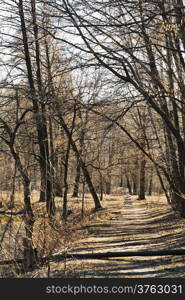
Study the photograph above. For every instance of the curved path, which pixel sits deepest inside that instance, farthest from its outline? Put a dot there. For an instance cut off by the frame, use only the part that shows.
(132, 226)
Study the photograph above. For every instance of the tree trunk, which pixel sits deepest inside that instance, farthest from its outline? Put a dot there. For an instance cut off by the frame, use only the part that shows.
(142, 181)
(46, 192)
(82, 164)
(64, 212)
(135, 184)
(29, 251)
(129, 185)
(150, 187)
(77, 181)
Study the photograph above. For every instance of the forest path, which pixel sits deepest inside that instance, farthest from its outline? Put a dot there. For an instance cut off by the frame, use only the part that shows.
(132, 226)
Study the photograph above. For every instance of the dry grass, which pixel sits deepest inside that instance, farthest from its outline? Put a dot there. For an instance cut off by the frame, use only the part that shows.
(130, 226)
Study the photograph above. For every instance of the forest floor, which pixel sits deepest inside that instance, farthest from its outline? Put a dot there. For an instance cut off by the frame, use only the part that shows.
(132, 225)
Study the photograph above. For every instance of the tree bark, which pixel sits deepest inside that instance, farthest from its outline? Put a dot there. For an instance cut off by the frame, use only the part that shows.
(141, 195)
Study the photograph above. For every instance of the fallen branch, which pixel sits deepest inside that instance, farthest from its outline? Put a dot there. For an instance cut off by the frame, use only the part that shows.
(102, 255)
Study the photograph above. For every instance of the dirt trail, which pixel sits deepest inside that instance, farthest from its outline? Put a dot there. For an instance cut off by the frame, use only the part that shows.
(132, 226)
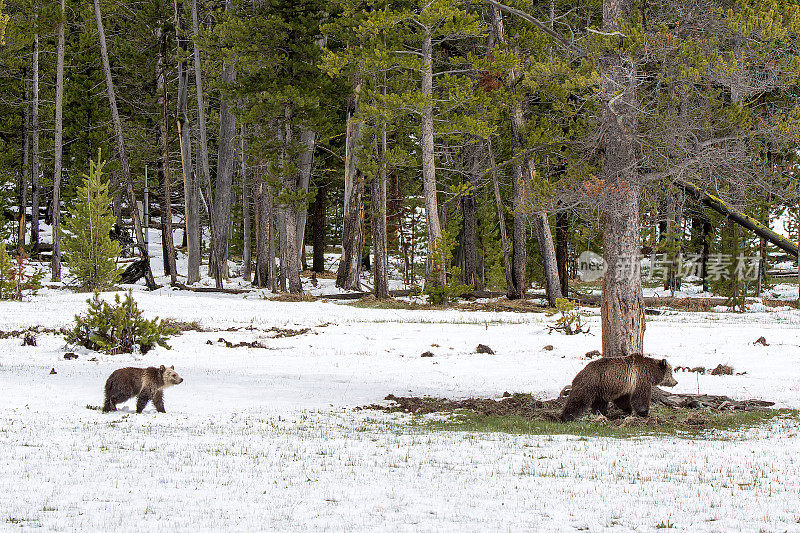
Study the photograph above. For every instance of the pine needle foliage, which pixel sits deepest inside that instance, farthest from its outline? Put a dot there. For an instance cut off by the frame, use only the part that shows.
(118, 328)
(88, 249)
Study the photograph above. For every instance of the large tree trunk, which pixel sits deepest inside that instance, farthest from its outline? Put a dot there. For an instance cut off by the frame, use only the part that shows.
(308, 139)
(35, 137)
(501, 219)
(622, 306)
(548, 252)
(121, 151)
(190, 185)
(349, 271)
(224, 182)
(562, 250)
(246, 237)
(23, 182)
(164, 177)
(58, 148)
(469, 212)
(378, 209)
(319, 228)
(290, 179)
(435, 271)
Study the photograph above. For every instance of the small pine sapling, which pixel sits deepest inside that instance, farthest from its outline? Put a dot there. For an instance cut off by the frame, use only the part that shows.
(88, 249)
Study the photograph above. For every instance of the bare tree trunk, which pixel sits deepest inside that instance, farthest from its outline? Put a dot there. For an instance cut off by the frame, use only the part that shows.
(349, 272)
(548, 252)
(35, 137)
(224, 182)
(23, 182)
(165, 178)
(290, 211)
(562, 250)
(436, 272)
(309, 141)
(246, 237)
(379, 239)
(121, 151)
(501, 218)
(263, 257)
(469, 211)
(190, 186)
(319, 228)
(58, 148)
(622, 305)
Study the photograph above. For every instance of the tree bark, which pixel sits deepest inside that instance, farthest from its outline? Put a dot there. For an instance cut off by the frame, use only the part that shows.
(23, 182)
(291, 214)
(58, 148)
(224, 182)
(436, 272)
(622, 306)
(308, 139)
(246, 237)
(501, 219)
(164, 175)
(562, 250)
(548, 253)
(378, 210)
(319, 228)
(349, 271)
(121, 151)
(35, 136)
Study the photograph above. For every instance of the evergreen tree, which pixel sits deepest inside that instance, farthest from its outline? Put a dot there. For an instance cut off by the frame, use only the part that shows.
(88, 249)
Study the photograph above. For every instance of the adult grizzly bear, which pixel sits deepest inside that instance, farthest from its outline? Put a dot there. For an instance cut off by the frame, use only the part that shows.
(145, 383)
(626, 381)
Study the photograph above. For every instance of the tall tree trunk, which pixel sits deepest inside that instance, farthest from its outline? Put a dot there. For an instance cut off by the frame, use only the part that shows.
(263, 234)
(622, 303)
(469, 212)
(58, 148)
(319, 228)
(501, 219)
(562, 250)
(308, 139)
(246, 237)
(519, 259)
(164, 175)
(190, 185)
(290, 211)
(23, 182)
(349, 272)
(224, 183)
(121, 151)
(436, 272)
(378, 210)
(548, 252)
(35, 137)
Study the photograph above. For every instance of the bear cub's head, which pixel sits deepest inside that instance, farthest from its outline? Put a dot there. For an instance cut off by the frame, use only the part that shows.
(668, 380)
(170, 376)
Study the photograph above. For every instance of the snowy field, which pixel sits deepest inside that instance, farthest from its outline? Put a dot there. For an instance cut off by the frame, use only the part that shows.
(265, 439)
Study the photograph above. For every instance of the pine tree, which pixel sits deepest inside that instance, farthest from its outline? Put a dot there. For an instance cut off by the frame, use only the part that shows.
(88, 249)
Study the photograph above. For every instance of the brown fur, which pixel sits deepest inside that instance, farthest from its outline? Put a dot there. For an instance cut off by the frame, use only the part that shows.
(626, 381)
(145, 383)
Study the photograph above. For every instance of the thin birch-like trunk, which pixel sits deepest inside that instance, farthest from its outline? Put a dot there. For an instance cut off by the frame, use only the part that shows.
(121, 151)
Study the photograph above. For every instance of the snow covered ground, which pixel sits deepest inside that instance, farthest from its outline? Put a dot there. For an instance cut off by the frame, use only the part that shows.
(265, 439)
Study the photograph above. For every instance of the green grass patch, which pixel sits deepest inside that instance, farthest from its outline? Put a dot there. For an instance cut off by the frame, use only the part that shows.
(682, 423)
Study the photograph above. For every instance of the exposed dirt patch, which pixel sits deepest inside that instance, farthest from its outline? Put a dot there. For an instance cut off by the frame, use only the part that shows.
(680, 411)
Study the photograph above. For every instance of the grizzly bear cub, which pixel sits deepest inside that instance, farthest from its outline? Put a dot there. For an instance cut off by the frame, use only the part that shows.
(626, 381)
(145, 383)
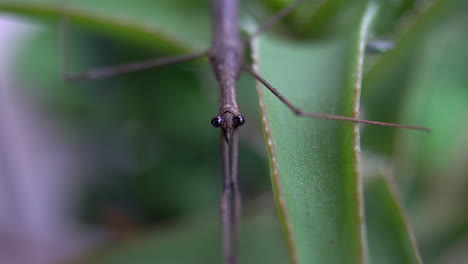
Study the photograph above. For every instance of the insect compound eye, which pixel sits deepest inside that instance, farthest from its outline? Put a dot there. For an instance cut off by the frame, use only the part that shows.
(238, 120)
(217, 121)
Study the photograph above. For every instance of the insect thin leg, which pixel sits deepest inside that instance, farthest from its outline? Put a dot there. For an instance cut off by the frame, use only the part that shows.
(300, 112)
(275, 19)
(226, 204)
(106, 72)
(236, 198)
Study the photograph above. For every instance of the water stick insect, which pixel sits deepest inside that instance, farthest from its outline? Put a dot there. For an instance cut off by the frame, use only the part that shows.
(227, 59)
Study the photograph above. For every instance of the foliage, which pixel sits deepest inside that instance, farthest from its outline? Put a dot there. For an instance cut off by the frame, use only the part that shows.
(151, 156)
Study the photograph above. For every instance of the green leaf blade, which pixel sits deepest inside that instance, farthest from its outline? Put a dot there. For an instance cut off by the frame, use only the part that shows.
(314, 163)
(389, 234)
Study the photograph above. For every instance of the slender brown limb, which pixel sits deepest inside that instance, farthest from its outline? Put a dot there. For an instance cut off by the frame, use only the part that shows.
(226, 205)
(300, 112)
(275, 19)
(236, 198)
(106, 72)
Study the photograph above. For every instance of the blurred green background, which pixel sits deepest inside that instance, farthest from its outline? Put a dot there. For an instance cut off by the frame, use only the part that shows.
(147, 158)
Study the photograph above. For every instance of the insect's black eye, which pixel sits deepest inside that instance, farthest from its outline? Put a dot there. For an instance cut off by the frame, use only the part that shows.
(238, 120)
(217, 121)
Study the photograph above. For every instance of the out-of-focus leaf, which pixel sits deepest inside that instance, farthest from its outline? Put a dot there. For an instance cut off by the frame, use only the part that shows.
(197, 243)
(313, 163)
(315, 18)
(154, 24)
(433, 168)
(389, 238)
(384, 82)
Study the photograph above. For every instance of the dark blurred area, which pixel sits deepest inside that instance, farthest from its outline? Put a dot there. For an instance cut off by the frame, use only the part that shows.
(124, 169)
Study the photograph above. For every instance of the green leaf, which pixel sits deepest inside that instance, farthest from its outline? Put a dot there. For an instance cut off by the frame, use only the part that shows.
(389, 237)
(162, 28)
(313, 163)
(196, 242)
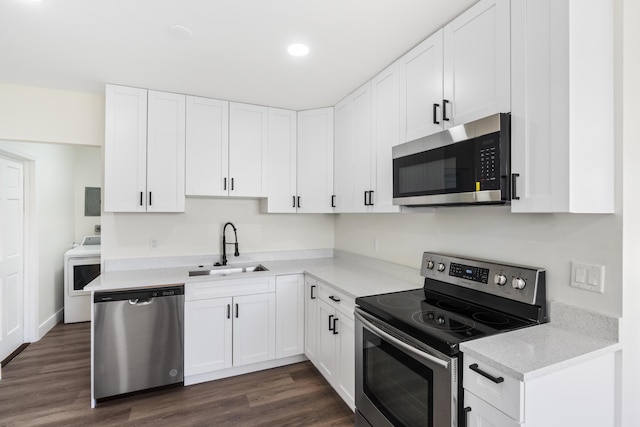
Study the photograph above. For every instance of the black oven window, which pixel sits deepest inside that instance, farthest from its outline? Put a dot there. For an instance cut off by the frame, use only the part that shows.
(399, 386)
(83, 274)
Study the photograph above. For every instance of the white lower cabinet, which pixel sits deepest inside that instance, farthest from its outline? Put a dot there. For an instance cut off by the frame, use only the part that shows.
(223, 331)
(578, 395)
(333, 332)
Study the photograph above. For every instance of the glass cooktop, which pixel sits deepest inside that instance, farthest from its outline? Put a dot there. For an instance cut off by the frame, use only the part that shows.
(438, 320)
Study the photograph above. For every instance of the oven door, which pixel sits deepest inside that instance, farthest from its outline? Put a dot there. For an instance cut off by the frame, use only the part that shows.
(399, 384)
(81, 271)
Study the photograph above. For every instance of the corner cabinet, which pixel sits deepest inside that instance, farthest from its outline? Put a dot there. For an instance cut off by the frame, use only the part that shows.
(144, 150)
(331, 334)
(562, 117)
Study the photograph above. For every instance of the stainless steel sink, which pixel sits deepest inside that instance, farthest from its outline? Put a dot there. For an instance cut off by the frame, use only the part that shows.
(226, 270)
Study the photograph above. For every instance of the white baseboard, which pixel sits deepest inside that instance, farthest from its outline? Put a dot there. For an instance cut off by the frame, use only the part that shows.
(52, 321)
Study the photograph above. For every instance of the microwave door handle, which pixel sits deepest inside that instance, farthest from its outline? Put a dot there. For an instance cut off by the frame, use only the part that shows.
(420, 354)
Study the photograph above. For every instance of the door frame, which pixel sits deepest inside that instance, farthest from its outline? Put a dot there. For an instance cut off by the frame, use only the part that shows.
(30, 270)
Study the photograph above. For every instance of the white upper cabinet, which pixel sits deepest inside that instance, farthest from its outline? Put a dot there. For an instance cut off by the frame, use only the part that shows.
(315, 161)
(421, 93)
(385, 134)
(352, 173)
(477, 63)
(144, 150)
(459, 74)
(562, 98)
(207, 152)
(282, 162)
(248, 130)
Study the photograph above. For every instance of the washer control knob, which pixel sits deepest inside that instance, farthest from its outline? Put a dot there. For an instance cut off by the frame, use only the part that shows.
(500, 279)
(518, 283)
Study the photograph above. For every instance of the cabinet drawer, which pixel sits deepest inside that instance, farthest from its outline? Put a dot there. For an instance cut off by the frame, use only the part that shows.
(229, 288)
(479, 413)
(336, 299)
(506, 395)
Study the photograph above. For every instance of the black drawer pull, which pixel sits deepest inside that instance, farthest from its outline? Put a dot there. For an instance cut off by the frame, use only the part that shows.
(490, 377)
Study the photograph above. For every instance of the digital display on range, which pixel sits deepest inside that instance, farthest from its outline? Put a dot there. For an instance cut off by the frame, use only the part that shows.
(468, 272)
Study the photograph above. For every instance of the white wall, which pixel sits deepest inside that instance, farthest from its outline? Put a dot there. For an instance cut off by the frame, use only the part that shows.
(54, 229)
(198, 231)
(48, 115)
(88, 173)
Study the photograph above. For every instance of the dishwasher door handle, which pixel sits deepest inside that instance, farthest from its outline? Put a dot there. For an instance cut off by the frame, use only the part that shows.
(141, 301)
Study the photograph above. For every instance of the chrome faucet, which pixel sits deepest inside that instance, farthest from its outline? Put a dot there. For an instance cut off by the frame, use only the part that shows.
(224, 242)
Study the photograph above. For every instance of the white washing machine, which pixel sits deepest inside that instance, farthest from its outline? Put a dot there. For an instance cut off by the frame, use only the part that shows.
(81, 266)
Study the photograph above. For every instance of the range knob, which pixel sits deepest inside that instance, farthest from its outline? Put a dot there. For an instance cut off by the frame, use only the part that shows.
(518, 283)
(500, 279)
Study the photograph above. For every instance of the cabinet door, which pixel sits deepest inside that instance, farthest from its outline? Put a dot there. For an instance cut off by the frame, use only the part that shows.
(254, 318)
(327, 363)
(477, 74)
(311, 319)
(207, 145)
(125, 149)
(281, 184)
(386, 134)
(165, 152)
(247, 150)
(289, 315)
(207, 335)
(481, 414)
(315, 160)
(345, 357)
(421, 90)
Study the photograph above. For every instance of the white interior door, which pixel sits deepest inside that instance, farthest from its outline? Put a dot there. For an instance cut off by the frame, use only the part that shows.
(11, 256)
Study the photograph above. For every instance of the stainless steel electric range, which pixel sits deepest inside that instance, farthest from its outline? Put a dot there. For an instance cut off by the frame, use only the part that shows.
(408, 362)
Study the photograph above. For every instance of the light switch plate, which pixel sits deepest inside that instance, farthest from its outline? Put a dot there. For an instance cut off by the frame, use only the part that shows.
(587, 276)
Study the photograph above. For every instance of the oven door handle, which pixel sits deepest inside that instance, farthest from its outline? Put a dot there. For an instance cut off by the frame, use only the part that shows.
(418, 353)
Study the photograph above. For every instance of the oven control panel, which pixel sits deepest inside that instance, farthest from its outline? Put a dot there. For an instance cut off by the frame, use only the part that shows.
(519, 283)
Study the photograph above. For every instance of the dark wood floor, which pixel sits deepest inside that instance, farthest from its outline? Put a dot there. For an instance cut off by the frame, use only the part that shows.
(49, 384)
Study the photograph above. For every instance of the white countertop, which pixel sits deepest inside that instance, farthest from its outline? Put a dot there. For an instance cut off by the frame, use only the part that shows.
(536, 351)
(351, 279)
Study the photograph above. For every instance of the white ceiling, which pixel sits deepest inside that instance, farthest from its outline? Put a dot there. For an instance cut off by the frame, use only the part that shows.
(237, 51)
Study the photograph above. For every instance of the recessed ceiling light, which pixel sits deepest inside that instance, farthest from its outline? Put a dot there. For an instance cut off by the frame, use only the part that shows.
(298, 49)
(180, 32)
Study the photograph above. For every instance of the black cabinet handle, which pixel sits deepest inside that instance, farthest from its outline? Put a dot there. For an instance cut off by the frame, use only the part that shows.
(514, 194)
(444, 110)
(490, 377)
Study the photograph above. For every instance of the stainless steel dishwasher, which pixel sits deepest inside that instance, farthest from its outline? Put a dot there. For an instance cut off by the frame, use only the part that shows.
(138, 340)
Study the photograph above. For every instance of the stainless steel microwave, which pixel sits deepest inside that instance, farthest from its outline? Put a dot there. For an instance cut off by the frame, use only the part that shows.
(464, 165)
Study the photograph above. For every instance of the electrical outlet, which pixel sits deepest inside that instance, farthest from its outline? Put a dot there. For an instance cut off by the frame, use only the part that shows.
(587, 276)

_____

• Task to complete: At the line with "the black cabinet", begin reproducing the material above exactly, and continue through its last line.

• Response for this exercise:
Study the photograph above. For every instance of the black cabinet handle, which pixel sits deepest inside that instance, farthest from its outline? Put a dot there. For an instance cut off by the frame, use only the part that shows.
(514, 194)
(444, 110)
(490, 377)
Study the photograph above. For every instance of the stainless steel dishwasher, which pixel sits deepest inside that instance, farthest from its outline? Put a dot there. For an instance cut off by the frame, use only the part that shows.
(138, 340)
Study the photograph above. For every instance of the stainless steel microwave, which pixel sits deepest inside that instance, farthest from its outline? Put a dot there. For an instance cut off by the frame, use only the part that shows.
(464, 165)
Study the photograph above. For every instance of the electrical outlet, which pixel sits deepest inside that instance, farthest from its outline? Put a dot there. For an instance cut off by the frame, use only the part that shows.
(587, 276)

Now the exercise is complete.